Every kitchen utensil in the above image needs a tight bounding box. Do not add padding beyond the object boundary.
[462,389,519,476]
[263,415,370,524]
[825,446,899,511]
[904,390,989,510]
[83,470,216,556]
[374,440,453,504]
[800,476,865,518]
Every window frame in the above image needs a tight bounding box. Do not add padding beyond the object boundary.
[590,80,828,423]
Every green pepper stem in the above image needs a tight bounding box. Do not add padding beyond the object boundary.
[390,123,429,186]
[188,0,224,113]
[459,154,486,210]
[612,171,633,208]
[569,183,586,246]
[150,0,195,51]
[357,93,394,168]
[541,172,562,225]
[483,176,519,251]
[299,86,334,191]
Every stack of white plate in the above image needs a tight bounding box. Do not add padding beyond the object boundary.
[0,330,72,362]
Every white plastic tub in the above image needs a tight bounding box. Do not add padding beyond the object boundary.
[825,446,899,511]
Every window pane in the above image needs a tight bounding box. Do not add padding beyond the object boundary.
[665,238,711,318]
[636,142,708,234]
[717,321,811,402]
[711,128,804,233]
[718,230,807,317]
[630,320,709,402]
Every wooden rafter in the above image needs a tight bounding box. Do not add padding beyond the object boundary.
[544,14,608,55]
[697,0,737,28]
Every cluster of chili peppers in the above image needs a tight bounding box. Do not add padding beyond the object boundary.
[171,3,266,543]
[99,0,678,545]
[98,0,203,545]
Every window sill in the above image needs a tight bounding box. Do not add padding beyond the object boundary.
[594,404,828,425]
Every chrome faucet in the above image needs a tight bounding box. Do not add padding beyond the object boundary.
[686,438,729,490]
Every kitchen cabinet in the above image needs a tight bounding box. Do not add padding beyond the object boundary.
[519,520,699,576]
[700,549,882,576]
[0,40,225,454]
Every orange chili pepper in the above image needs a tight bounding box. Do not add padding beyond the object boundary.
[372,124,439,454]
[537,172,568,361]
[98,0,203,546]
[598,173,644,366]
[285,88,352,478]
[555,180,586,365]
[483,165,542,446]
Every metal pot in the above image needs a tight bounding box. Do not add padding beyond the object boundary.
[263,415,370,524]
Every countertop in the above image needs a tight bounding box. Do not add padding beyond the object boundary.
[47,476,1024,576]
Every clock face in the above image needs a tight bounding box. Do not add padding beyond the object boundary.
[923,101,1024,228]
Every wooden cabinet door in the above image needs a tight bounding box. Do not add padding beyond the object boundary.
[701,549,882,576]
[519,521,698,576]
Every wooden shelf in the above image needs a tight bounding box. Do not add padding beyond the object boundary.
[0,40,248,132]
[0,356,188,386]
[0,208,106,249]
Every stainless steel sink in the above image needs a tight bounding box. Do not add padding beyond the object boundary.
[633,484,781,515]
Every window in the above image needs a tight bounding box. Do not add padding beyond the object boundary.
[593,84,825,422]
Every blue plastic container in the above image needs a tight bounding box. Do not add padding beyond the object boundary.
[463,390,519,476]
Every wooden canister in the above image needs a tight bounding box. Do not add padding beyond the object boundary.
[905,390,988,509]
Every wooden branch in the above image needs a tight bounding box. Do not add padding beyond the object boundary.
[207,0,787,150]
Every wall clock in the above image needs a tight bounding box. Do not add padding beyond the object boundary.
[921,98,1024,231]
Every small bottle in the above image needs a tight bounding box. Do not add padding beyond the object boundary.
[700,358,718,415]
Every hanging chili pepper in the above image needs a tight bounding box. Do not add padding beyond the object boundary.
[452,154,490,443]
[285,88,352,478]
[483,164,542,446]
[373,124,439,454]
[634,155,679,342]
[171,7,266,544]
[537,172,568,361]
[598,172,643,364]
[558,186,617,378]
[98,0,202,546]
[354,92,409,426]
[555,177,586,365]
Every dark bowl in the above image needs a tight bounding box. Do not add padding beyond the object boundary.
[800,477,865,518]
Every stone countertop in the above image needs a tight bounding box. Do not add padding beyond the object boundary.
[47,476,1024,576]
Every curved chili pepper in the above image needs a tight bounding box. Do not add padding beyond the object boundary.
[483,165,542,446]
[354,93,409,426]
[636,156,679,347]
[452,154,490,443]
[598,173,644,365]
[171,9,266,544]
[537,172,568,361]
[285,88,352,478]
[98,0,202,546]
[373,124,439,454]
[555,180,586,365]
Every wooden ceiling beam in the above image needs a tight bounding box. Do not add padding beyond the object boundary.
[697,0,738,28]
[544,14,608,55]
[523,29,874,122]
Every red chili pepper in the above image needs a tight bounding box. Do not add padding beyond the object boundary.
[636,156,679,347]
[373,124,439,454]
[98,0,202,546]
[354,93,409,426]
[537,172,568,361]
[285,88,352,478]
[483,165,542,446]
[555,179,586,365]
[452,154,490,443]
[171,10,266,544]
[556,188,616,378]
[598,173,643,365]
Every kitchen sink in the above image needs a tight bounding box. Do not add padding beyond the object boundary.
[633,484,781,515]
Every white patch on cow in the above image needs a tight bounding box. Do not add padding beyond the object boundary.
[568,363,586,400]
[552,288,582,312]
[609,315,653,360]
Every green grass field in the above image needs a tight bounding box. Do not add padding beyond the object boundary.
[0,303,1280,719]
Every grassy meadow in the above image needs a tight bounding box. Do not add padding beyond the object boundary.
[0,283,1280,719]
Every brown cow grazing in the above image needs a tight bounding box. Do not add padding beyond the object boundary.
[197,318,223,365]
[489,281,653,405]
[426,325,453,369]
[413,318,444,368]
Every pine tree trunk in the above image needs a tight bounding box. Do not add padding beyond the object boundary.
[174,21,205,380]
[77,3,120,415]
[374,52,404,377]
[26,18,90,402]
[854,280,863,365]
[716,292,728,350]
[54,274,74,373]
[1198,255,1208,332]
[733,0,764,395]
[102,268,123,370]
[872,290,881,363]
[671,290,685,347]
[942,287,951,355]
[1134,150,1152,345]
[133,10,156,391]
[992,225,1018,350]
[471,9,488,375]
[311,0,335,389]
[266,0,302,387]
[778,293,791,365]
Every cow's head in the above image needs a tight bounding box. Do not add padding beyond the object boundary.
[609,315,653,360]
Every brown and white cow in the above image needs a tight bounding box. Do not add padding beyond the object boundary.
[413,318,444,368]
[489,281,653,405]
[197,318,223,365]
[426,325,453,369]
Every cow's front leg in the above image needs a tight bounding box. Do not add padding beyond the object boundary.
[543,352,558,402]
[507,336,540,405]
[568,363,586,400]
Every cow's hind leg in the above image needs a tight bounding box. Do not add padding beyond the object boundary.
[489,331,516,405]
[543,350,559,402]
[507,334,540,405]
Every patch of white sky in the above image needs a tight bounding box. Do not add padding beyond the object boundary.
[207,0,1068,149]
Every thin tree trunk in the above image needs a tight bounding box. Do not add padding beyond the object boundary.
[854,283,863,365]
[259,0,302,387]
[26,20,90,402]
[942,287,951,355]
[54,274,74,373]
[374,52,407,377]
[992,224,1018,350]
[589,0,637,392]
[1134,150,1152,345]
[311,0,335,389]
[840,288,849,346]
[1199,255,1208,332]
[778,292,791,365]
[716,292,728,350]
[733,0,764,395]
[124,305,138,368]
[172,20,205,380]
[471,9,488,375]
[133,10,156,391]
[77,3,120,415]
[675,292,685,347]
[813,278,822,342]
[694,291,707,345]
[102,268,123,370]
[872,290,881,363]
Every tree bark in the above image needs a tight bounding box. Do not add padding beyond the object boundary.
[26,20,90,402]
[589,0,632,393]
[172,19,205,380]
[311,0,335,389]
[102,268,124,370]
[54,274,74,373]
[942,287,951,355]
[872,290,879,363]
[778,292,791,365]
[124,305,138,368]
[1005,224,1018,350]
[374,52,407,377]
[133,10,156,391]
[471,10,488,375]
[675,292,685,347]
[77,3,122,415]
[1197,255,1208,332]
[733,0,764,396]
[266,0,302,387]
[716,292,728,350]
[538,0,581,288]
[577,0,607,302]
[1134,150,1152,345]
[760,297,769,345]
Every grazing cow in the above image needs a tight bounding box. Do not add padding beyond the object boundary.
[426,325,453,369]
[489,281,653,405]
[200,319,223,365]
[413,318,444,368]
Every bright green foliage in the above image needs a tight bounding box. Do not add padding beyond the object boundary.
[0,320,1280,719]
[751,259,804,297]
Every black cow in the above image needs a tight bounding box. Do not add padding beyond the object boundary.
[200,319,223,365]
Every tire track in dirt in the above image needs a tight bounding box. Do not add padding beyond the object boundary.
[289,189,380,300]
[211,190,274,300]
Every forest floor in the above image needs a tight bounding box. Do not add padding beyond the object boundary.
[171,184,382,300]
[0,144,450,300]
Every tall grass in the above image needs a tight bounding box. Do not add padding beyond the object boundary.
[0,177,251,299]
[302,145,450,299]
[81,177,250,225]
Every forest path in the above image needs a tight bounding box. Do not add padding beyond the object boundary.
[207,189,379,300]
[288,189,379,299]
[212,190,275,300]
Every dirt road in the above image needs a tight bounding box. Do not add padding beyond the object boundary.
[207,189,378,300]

━━━━

*EXERCISE GOAL*
Turn the records, from the line containing "Every tall grass" through the end of the records, into a two-column CSV with the columns "request" and "answer". Give one row per request, put its text and its answer each in a single quoted field, and replace line breaks with spaces.

*OUTPUT OF THE TASK*
request,answer
"Every tall grass in the above image needs a tight bounding box. Do not add padding beyond the object boundary.","[0,177,251,299] [302,145,450,299] [81,177,250,225]"
"Every forest path in the above image needs a tight bounding box. Do not add padding beyond the object boundary.","[207,189,379,300] [288,189,379,299] [212,190,275,300]"
"Every dirt road in the above image needs a tight bounding box. Do not add padding beyond the object boundary.","[207,189,378,300]"